## Work to be completed
Convert the entries, from their start up to and including the line containing "(1038, 408)", into a numbered list with blank lines omitted. Leave the pictures out of your answer.

(Dataset entries on where objects appear)
— start —
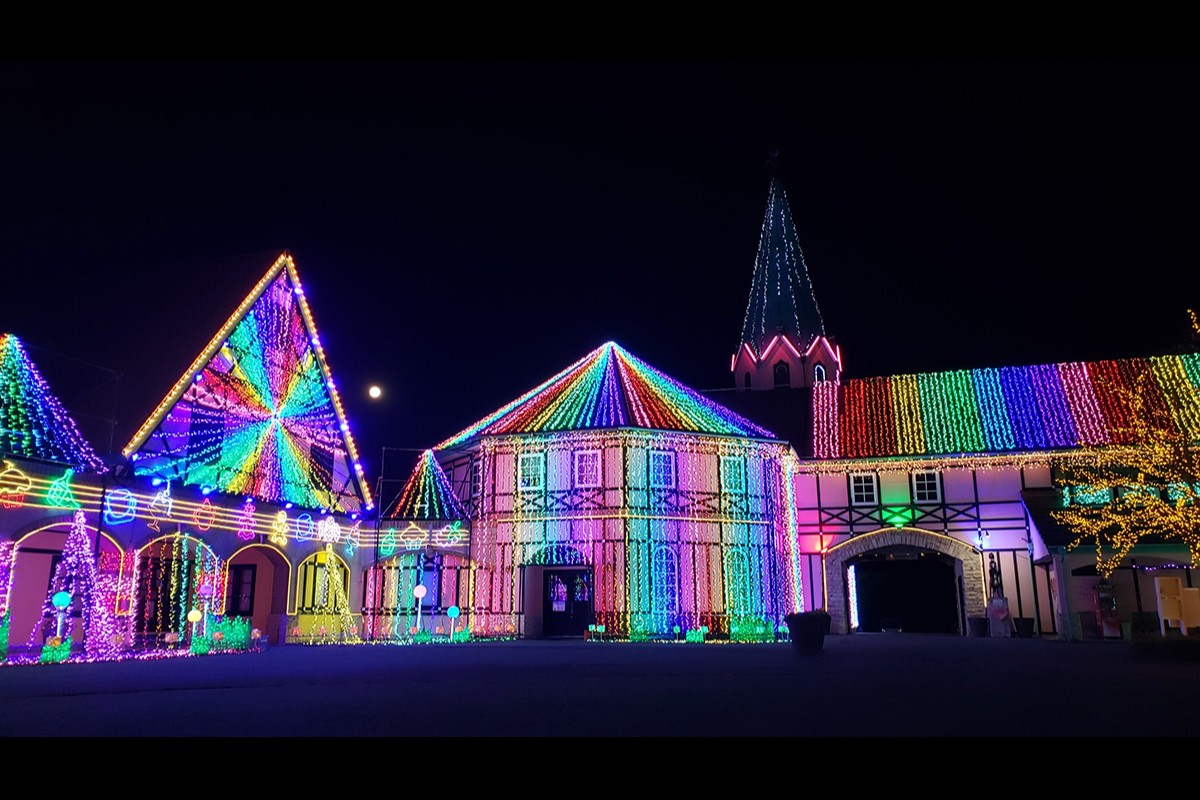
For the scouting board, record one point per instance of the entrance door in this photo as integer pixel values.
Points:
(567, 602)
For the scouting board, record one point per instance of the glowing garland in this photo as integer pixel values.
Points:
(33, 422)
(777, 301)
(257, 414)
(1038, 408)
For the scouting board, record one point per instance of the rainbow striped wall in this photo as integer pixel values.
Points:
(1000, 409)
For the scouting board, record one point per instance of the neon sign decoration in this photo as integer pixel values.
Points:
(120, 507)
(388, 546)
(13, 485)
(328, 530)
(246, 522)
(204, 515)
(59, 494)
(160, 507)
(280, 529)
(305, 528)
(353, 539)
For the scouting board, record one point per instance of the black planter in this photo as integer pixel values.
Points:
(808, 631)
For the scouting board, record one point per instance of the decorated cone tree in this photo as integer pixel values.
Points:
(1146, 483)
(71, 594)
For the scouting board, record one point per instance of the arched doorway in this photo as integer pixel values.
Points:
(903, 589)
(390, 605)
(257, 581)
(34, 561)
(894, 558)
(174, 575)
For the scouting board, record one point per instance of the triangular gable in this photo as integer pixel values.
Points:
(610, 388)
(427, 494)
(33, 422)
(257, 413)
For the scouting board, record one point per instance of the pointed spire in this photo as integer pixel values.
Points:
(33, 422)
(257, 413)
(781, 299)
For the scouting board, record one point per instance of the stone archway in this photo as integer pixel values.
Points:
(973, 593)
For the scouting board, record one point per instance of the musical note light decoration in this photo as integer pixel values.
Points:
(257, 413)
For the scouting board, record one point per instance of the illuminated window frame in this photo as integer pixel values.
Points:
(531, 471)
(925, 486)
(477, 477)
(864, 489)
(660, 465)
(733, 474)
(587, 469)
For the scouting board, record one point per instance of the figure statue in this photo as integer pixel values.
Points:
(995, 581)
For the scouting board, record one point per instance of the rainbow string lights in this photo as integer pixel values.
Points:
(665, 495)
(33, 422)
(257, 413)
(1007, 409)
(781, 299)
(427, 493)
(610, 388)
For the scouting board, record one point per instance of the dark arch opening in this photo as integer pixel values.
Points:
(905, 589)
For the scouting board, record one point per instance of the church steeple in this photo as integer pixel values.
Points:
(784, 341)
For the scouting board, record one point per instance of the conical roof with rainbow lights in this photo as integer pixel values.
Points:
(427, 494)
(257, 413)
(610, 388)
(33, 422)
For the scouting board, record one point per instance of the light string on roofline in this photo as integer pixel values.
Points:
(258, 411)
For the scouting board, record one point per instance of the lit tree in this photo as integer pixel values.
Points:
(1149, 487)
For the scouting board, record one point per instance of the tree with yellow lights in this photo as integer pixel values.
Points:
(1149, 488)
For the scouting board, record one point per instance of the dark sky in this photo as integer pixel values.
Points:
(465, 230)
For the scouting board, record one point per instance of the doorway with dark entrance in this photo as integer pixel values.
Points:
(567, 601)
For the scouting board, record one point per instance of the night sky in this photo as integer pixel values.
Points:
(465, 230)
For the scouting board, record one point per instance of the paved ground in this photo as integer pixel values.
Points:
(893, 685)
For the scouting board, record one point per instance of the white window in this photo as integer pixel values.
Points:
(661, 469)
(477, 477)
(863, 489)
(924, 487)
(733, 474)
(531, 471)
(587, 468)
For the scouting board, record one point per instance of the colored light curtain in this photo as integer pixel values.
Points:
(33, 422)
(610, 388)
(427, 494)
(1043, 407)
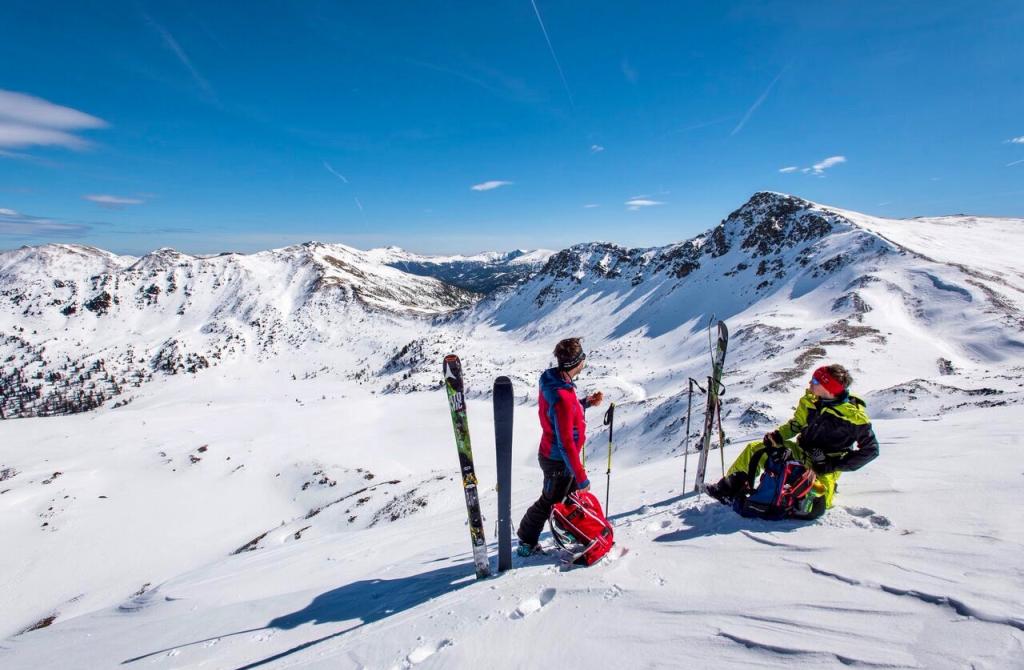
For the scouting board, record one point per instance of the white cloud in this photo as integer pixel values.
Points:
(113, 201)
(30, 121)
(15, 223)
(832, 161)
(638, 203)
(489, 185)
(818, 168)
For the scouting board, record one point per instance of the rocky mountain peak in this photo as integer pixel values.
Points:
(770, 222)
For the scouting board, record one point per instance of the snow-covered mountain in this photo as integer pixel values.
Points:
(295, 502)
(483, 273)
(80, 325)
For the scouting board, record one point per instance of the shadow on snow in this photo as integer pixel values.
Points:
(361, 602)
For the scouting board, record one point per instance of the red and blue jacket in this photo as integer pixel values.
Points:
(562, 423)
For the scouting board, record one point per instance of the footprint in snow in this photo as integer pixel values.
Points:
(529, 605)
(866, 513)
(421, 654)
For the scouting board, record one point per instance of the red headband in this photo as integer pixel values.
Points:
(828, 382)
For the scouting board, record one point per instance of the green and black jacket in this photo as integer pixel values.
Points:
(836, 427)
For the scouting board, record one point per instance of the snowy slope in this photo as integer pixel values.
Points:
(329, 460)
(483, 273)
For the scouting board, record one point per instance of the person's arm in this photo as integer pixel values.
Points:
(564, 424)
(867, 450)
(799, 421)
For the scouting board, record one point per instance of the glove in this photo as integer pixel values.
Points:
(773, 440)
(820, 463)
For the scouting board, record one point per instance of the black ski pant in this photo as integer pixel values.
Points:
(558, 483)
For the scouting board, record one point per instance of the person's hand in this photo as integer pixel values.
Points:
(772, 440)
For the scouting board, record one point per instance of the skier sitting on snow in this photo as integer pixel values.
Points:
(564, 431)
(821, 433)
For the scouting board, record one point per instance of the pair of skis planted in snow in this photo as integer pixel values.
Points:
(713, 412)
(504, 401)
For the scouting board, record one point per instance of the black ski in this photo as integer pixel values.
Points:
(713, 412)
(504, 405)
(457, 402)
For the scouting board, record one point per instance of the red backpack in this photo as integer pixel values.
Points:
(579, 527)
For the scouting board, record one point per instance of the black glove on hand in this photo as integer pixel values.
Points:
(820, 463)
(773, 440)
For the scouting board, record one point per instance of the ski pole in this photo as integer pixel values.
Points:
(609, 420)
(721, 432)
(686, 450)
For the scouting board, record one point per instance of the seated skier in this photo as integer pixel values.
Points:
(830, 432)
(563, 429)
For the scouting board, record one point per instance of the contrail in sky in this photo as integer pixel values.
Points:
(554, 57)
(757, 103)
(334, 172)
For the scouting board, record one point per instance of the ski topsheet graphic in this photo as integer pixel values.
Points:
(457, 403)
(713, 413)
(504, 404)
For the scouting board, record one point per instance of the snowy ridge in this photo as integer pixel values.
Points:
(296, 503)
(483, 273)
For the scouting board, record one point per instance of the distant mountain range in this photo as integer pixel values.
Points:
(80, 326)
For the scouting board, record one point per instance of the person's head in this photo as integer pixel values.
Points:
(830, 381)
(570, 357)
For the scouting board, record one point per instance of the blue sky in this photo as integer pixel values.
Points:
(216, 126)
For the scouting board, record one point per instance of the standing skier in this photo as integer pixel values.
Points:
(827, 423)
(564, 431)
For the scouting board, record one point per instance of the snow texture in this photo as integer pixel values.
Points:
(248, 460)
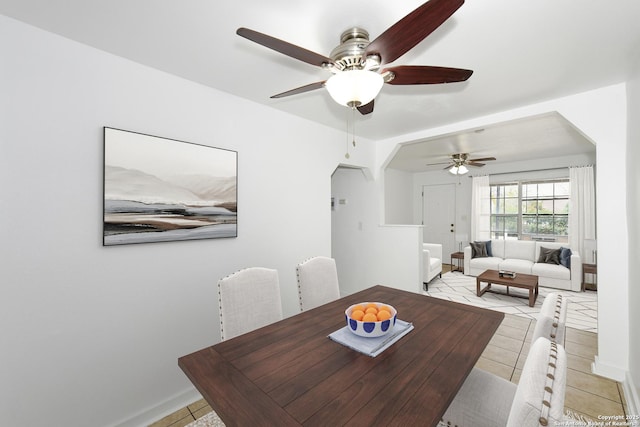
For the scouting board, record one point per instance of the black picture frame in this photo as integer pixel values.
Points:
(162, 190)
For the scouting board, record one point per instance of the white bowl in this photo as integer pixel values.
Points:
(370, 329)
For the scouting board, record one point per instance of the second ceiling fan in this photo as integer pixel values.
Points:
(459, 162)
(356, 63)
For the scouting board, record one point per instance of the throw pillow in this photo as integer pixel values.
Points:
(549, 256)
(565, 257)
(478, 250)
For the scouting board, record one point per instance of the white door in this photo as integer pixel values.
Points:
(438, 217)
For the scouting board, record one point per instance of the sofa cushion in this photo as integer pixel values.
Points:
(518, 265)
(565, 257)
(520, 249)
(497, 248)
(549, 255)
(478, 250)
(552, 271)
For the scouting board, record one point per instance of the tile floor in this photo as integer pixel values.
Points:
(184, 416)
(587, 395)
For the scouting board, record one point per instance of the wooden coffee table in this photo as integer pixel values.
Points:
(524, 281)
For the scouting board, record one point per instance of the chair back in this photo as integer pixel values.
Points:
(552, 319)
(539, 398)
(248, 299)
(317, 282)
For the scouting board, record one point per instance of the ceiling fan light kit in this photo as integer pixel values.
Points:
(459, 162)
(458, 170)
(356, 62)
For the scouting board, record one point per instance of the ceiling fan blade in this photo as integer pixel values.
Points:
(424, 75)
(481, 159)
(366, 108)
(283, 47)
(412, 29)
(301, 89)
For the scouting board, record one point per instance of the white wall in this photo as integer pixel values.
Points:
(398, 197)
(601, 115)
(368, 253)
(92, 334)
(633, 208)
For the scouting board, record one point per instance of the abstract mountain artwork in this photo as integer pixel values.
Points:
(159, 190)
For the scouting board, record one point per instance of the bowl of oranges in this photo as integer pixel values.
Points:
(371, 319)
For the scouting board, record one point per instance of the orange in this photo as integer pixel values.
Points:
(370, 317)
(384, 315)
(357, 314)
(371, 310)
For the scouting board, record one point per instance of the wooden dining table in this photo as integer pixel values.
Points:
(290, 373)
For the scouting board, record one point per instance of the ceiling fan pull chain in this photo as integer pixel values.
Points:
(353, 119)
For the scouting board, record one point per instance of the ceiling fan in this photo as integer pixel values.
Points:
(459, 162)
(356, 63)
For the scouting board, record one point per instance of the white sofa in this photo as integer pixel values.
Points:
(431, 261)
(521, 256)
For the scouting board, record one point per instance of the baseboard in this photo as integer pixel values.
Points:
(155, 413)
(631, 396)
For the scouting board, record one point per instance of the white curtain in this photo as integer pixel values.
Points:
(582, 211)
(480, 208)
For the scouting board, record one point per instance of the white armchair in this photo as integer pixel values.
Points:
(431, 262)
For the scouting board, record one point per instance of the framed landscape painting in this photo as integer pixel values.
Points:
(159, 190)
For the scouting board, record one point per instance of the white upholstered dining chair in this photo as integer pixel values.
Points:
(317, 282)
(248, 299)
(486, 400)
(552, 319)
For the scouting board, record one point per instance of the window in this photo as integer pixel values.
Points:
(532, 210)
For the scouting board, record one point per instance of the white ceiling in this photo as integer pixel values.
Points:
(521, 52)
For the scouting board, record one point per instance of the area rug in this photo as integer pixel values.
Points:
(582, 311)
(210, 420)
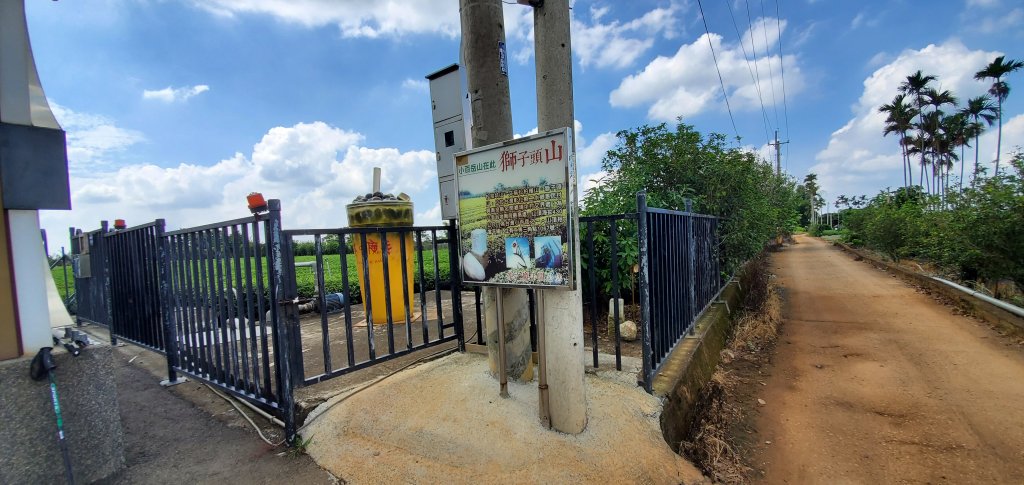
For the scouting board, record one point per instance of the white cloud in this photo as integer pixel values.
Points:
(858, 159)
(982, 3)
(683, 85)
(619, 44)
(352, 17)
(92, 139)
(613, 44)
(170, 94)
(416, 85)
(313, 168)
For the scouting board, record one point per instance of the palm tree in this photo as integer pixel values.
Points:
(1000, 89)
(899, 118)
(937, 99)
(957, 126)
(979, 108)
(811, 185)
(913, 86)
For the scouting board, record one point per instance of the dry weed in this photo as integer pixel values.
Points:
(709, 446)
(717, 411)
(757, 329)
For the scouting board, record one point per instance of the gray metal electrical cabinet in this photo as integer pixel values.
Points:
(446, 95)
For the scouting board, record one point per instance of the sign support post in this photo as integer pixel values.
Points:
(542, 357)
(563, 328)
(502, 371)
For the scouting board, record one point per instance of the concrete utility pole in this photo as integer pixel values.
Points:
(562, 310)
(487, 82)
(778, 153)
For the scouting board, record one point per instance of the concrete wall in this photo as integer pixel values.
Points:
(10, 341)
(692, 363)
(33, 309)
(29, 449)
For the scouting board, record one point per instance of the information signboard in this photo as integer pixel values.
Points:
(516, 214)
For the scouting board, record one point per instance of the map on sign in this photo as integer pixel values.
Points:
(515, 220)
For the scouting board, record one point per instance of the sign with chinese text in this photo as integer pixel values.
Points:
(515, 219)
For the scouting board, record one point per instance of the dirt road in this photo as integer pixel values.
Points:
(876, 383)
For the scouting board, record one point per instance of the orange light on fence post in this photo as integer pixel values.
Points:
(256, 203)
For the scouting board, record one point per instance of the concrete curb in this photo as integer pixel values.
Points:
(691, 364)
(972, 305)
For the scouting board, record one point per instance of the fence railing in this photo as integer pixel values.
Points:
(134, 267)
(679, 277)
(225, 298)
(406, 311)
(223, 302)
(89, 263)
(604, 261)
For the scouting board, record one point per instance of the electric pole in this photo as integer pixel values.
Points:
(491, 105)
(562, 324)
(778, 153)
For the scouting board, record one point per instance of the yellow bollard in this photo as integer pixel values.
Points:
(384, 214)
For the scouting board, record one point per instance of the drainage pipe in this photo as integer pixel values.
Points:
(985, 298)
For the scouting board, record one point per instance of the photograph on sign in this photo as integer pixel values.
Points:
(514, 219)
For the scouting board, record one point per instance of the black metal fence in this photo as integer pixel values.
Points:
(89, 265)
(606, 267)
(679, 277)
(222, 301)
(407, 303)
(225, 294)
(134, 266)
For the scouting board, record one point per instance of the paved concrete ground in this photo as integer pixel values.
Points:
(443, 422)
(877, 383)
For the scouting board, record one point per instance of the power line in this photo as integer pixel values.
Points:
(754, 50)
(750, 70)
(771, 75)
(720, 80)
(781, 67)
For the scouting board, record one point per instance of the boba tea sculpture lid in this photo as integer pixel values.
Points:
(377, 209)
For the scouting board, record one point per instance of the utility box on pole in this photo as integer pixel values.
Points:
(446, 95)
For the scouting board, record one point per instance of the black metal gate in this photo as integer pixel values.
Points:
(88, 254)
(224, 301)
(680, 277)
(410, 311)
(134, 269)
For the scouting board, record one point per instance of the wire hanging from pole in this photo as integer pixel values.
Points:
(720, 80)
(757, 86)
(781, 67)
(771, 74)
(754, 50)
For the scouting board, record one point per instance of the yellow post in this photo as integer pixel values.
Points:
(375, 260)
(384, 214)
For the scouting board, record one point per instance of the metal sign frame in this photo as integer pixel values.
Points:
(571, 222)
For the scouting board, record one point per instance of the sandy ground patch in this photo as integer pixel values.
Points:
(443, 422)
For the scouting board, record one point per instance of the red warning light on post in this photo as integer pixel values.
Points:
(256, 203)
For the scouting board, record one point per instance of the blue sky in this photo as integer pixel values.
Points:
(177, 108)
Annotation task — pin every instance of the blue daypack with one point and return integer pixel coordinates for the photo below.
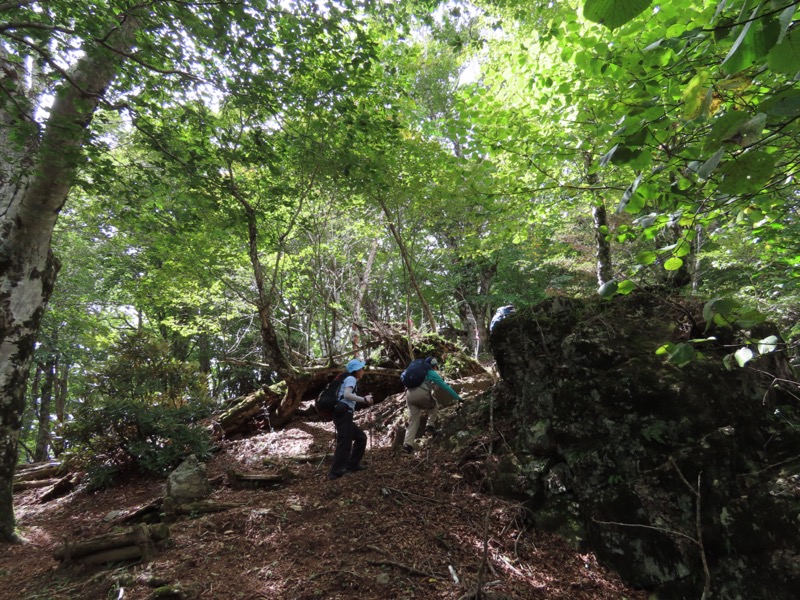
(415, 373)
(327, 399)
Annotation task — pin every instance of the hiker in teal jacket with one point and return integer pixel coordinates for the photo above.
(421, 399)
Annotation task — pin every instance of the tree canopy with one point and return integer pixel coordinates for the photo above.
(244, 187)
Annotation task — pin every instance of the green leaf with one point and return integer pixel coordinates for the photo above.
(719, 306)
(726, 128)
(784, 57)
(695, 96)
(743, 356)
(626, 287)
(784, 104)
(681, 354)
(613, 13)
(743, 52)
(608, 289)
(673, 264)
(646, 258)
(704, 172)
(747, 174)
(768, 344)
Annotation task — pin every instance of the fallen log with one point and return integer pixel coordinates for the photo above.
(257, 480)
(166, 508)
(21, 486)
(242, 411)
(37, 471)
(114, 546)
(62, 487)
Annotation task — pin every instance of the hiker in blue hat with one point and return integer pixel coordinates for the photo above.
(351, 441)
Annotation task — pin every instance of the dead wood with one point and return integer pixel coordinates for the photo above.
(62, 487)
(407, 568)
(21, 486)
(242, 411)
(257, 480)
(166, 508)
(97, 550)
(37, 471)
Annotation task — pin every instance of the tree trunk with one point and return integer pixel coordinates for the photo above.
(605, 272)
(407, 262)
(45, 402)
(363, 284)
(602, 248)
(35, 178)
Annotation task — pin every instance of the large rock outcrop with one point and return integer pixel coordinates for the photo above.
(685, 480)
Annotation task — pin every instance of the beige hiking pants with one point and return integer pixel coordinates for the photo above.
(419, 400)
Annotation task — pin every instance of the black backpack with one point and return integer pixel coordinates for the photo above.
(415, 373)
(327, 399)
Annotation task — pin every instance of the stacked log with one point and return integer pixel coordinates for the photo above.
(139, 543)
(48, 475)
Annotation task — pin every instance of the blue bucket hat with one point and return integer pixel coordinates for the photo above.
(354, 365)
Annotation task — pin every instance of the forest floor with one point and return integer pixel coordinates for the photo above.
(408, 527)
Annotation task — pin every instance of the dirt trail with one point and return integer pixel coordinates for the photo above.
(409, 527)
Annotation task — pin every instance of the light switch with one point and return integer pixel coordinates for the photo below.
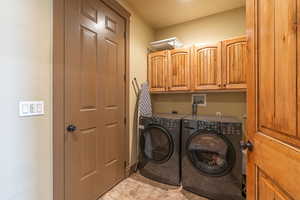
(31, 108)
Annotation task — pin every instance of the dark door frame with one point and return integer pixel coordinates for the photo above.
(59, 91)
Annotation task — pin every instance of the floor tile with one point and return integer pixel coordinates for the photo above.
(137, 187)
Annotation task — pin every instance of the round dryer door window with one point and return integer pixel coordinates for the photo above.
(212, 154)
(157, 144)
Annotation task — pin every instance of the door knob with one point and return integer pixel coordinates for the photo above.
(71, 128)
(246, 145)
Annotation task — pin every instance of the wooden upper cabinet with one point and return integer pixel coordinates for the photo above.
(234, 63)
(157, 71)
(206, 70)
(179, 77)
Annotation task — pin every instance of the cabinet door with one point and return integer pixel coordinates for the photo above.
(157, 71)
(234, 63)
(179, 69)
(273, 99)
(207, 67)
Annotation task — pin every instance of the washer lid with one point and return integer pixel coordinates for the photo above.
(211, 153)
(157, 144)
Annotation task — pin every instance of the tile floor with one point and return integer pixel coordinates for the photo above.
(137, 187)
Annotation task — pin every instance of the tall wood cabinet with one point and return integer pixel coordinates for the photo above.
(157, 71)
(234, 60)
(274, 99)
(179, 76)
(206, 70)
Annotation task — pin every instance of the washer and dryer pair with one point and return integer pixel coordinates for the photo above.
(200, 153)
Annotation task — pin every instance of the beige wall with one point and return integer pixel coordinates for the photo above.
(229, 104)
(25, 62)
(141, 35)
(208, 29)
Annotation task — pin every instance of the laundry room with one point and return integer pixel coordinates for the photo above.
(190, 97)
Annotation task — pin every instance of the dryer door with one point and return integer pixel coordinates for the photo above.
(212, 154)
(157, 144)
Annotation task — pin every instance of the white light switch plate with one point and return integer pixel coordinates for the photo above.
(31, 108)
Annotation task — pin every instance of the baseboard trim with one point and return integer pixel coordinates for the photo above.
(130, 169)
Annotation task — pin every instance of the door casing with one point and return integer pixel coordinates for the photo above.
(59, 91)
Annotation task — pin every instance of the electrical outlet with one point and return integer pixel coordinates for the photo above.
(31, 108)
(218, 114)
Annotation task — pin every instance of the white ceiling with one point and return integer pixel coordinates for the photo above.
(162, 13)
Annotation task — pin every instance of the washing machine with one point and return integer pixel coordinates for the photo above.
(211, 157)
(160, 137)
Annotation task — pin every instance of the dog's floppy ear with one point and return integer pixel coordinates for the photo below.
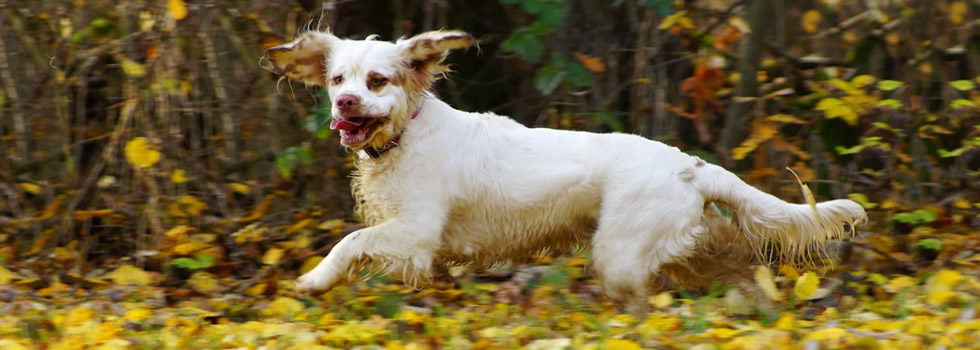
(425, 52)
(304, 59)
— end —
## Solution to the exercise
1. For the scouting board, record one point per instance of the entrance door in this photo as integer pixel values.
2. Points:
3. (567, 602)
4. For the scouting board, record one point per instance of the glowing garland in this photo as integer pixel values.
5. Points:
6. (33, 422)
7. (777, 301)
8. (257, 414)
9. (1038, 408)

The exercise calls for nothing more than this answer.